[Stored records]
****************

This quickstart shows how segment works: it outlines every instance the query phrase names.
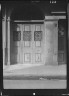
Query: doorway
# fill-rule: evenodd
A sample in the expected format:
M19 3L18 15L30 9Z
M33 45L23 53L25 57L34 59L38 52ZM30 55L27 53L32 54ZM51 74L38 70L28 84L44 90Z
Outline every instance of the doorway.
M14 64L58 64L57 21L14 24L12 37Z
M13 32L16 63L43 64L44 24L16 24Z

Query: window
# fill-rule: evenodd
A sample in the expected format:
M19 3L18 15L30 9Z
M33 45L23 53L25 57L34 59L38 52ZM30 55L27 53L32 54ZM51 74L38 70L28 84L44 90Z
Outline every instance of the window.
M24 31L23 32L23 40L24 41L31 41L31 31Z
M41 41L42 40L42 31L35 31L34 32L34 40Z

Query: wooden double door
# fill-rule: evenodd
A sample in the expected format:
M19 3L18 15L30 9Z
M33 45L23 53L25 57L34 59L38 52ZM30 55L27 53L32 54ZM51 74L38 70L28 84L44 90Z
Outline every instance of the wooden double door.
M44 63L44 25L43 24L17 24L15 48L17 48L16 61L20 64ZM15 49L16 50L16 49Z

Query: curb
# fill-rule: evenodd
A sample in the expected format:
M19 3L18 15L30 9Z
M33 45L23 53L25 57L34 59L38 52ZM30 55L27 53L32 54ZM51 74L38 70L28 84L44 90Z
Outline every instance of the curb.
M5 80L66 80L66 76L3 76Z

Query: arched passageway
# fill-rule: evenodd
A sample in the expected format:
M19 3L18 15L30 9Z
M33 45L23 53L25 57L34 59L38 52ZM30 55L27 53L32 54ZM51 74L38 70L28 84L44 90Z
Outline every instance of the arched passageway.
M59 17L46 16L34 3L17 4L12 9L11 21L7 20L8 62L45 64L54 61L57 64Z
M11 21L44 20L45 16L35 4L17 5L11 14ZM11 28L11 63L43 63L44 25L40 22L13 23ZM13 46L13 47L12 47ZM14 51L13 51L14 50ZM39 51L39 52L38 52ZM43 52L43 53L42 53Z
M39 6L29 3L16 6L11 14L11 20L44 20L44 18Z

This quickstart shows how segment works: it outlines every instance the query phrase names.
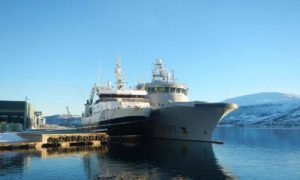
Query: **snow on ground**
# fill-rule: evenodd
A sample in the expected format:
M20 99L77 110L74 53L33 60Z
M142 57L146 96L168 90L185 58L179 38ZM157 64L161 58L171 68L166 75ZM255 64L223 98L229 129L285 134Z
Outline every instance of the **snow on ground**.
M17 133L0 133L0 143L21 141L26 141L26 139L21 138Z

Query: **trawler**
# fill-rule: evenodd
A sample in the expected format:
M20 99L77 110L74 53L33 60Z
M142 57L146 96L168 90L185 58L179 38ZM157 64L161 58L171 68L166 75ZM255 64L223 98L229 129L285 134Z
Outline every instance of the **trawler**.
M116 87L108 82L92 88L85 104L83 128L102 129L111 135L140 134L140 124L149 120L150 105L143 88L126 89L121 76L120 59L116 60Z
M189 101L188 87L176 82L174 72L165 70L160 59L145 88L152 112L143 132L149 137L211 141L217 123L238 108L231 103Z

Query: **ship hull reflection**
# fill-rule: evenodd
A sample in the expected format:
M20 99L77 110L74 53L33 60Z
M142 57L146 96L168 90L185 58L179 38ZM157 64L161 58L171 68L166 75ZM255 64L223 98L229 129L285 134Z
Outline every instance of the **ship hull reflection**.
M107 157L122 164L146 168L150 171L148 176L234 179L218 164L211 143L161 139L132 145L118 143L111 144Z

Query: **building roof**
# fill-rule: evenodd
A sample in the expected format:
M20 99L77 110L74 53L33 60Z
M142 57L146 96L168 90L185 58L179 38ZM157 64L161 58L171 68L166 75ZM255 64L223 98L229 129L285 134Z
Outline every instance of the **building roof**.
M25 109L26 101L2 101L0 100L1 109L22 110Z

****************

For this exercise, transcribe the data exactly but without its pictures.

This quickstart shows how segment works: it outlines every instance the query phrase names.
Query: doorway
# fill-rule: evenodd
A sample in the expected format:
M19 3L18 15L30 9Z
M33 45L23 53L25 57L34 59L38 52ZM30 55L27 53L32 54ZM51 74L38 70L28 84L44 90Z
Outline every instance of the doorway.
M14 64L58 64L57 21L14 24L12 37Z
M13 32L16 63L43 64L44 24L16 24Z

Query: window
# fill-rule: evenodd
A sample in the expected format:
M19 3L18 15L30 9Z
M33 45L23 53L25 57L34 59L38 52ZM30 55L27 53L32 54ZM51 74L38 70L28 84L44 90Z
Outline every instance of the window.
M24 31L23 32L23 40L24 41L31 41L31 31Z
M41 41L42 40L42 31L35 31L34 32L34 40Z

Query: wooden double door
# fill-rule: evenodd
A sample in the expected format:
M19 3L18 15L30 9Z
M33 45L23 53L25 57L34 59L38 52ZM30 55L27 53L32 54ZM51 74L38 70L28 84L44 90Z
Outline every instance of the wooden double door.
M44 63L44 25L43 24L17 24L15 48L17 48L16 61L20 64ZM15 49L16 50L16 49Z

Query: curb
# fill-rule: evenodd
A sample in the expected format:
M19 3L18 15L30 9Z
M33 45L23 53L25 57L34 59L38 52ZM30 55L27 53L32 54ZM51 74L38 70L28 84L44 90Z
Outline every instance of the curb.
M5 80L66 80L66 76L3 76Z

Query: arched passageway
# fill-rule: evenodd
A sample in the expected format:
M19 3L18 15L30 9Z
M33 45L23 53L25 57L34 59L38 52ZM30 55L27 53L32 54ZM51 74L38 70L28 84L44 90Z
Outline every instance of the arched passageway.
M59 17L46 16L34 3L17 4L12 9L11 21L7 20L8 62L45 64L54 61L57 64Z
M11 21L44 20L45 16L35 4L17 5L11 14ZM11 28L11 63L43 63L44 25L40 22L13 23ZM13 46L13 47L12 47ZM14 51L13 51L14 50ZM39 51L39 52L38 52ZM43 52L43 53L42 53Z
M39 6L29 3L16 6L11 14L11 20L44 20L44 18Z

This quickstart shows how segment works: it outlines every instance the query phrase names.
Query: **snow on ground**
# fill-rule: evenodd
A sample in the expected format:
M20 99L77 110L74 53L33 60Z
M142 57L146 96L168 90L185 58L179 38ZM157 64L161 58L171 68L166 75ZM255 64L223 98L229 129L285 134Z
Outline every instance of the **snow on ground**.
M17 133L0 133L0 143L21 141L26 141L26 139L21 138Z

Query: **trawler**
# fill-rule: evenodd
A sample in the expected format:
M20 99L77 110L74 53L33 60Z
M142 57L146 96L168 90L185 58L179 38ZM157 64L161 58L171 68L166 75ZM255 64L223 98L229 129L285 134Z
Outline every instance of the **trawler**.
M116 87L108 82L92 88L85 104L83 128L102 129L111 135L140 134L140 124L149 120L150 105L143 88L126 89L121 76L120 59L116 60Z
M189 101L188 87L176 82L174 72L165 70L160 59L145 88L152 112L143 132L149 137L211 141L217 123L238 108L231 103Z

Query: **ship hull reflection**
# fill-rule: evenodd
A sample in the expected format:
M20 99L77 110L74 53L33 60Z
M142 57L146 96L168 90L185 58L179 38ZM157 64L161 58L171 68L166 75ZM255 64L223 98L229 129L285 134Z
Outline every instance of the **ship hull reflection**.
M107 157L122 164L146 168L150 171L148 176L234 179L218 164L211 143L161 139L132 145L118 143L111 144Z

Query: **building roof**
# fill-rule: evenodd
A sample in the expected format:
M20 99L77 110L74 53L33 60Z
M142 57L146 96L168 90L185 58L179 38ZM157 64L161 58L171 68L166 75ZM255 64L223 98L229 129L285 134Z
Outline every instance of the **building roof**.
M25 109L26 101L2 101L0 100L1 109L22 110Z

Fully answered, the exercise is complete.